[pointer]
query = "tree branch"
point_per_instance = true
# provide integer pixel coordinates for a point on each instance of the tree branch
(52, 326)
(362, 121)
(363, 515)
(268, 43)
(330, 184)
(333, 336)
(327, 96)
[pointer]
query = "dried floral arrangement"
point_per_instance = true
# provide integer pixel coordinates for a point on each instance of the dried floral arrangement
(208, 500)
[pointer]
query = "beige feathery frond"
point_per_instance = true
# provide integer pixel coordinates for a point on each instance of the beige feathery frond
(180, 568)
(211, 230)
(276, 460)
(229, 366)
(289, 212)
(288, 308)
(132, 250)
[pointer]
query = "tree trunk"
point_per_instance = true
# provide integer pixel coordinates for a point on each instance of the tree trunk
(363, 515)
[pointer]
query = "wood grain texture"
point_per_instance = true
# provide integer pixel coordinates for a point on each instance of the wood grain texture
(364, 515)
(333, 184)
-=-=-
Written task: Rewrite all of the data above with "tree" swapped for "oak" everywhere it occurs, changing nothing else.

Response to the task:
[pointer]
query = "oak branch"
point_per_instance = true
# provide integer pixel coordinates for a point on each instance of the oak branch
(52, 326)
(362, 121)
(363, 515)
(268, 43)
(330, 184)
(333, 336)
(327, 96)
[pointer]
query = "dried floral arrangement"
point_per_instance = true
# provide integer pixel coordinates for a point on each instance of the dried floral arrangement
(208, 500)
[pointer]
query = "beige feathery frond"
point_per_instance = true
# provide integer pixel coordinates for a point on each instance of the beige feathery frond
(180, 568)
(211, 230)
(276, 460)
(229, 366)
(289, 212)
(288, 308)
(132, 250)
[pointer]
query = "oak trunk"
point_per_instance = true
# provide integer pixel coordinates for a point on each instance of the oak trunk
(363, 515)
[pointer]
query = "wood grain texture"
point_per_instance = true
# provide integer pixel coordinates for a point on each instance of the wood grain texture
(364, 515)
(333, 184)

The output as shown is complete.